Task directions:
Repeat word for word the part of the bias-correction extract between "With hindsight, the" and "value becoming undefined.", inclusive.

Extract provided:
================
At first sight I was shocked and surprised. The divergence shouldn’t have been there. But it was. My intuition was wrong. I was expecting there to be differences between $\mathbb{E}\left ( B_{1}\right)$ and $\mathbb{E}\left ( B_{2}\right )$ , but very small ones. I’d largely always thought of any large differences that arise in practice between the two methods to be due to the distributional assumption made – because a real noise process won’t follow a log-normal distribution we’ll always get some differences. But the derivations above are analytic. They show that there can be a large difference between the two bias-correction estimation methods even when all assumptions about the data have been met.

With hindsight, the reason for the large difference between the two expectations is obvious. The second, $\mathbb{E}\left ( B_{2}\right )$ , involves the expectation of the exponential of a sum of Gaussian random variables, whilst the first involves the expectation of the exponential of a sum of the squares of those same Gaussian random variables. The expectation in Eq.1 is a Gaussian integral and if $\sigma^{2}$ is large enough the coefficient of the quadratic term in the exponent becomes positive, leading to the expectation value becoming undefined.

Even though in hindsight the result I’d just derived was obvious, I still decided to simulate the process to check it. As part of the simulation I also wanted to check the behaviour of the variances of $B_{1}$ and $B_{2}$ , so I needed to derive analytical results for ${\rm Var}\left ( B_{1}\right )$ and ${\rm Var}\left ( B_{2}\right )$ . These calculations are similar to the evaluation of $\mathbb{E}\left ( B_{1}\right )$ and $\mathbb{E}\left ( B_{2}\right )$ , so I’ll just state the results below,

${\rm Var}\left ( B_{1}\right)\;=\; \left ( 1 - \frac{2\sigma^{2}}{N-1}\right )^{-\frac{(N-1)}{2}}\;-\;\left ( 1 - \frac{\sigma^{2}}{N-1} \right )^{-(N-1)}$ Eq.5

${\rm Var}\left ( B_{2}\right)\;=\; \left ( 1 - \frac{1}{N}\right )\exp \left [ \sigma^{2}\left ( 1 - \frac{2}{N}\right )\right ]\;+\;\frac{1}{N}\exp \left [ 2\sigma^{2}\left ( 1 - \frac{1}{N}\right )\right ]\;-\; \exp \left [ \sigma^{2}\left ( 1 - \frac{1}{N}\right )\right ]$ Eq.6

Note that the variance of $B_{1}$ also diverges, but when $\frac{\sigma^{2}}{N-1} = \frac{1}{2}$ , so much before $\mathbb{E}\left ( B_{1}\right )$ diverges.
================
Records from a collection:
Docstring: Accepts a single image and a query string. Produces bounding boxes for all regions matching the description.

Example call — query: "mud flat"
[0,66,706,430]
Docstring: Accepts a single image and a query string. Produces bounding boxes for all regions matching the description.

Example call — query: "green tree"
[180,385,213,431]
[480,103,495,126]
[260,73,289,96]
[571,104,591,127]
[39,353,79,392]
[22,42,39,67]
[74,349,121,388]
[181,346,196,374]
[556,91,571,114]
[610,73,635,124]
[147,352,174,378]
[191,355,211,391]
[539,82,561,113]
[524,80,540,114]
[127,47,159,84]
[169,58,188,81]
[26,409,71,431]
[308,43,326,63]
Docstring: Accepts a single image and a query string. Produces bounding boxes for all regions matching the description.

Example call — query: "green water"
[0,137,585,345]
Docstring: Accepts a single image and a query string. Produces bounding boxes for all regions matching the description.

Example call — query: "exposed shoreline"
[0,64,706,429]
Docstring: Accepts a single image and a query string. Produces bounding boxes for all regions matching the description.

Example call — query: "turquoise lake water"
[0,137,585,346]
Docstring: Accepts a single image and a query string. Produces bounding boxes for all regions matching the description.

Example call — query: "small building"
================
Exercise response:
With hindsight, the reason for the large difference between the two expectations is obvious. The second, $\mathbb{E}\left ( B_{2}\right )$ , involves the expectation of the exponential of a sum of Gaussian random variables, whilst the first involves the expectation of the exponential of a sum of the squares of those same Gaussian random variables. The expectation in Eq.1 is a Gaussian integral and if $\sigma^{2}$ is large enough the coefficient of the quadratic term in the exponent becomes positive, leading to the expectation value becoming undefined.